- Requirements
**1.** Transcribe the shadow process description between "The shadow process" and "an empty database.", inclusive.
**2.** According to the shadow process description, what does the Subspace server do on recovery if neither shadow process has valid data?
**3.** Extend the description of the Subspace shadow process, starting after its final sentence.

- Provided passage
The shadow process (subspace_shadow) is an optional companion to the Subspace server that maintains a real-time mirror of the server's channel database. If the server crashes and restarts, it reconnects to the shadow and recovers all channels, publishers, and subscribers — including their shared memory and event file descriptors — so that the shared memory regions remain valid and accessible to clients that reconnect.
The server supports up to two shadow processes — a primary and a secondary. During normal operation, state is replicated to both in parallel. On recovery, the server tries the primary first; if it's unavailable or has no valid state, it falls back to the secondary. If neither has valid data, the server starts fresh with an empty database.

- Material supplied
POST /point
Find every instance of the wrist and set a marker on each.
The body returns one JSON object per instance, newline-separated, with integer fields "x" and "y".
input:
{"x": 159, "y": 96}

- Replies
**1.**
The shadow process (subspace_shadow) is an optional companion to the Subspace server that maintains a real-time mirror of the server's channel database. If the server crashes and restarts, it reconnects to the shadow and recovers all channels, publishers, and subscribers — including their shared memory and event file descriptors — so that the shared memory regions remain valid and accessible to clients that reconnect.
The server supports up to two shadow processes — a primary and a secondary. During normal operation, state is replicated to both in parallel. On recovery, the server tries the primary first; if it's unavailable or has no valid state, it falls back to the secondary. If neither has valid data, the server starts fresh with an empty database.

**2.** It starts fresh with an empty database.

**3.**
Without any shadow, a server crash means all shared memory regions are orphaned and clients must re-establish channels from scratch. With one or two shadows, recovery is transparent: the new server instance picks up exactly where the old one left off (minus the client socket connections, which must be re-established).
┌──────────┐ ShadowEvent (protobuf + SCM_RIGHTS FDs) ┌────────────────┐
│ │ ─────────────────────────────────────────► │ Primary Shadow │
│ │ ◄──── state dump on connect ────────────── │ │
│ Server │ └────────────────┘
│ │ ShadowEvent (protobuf + SCM_RIGHTS FDs) ┌──────────────────┐
│ │ ─────────────────────────────────────────► │ Secondary Shadow │
│ │ ◄──── state dump on connect ────────────── │ │
└──────────┘ └──────────────────┘
The server communicates with each shadow independently over a Unix domain socket. The server is the client (connects to the shadow). All messages use protobuf serialization. File descriptors for shared memory and event notification are transferred using SCM_RIGHTS ancillary messages.
Both shadows receive identical data in parallel. They are independent and do not communicate with each other.
All processes use co::CoroutineScheduler for single-threaded, non-blocking I/O.
# Primary shadow
subspace_shadow --socket /tmp/subspace_shadow --log_level info
# Optional secondary shadow (on a different socket)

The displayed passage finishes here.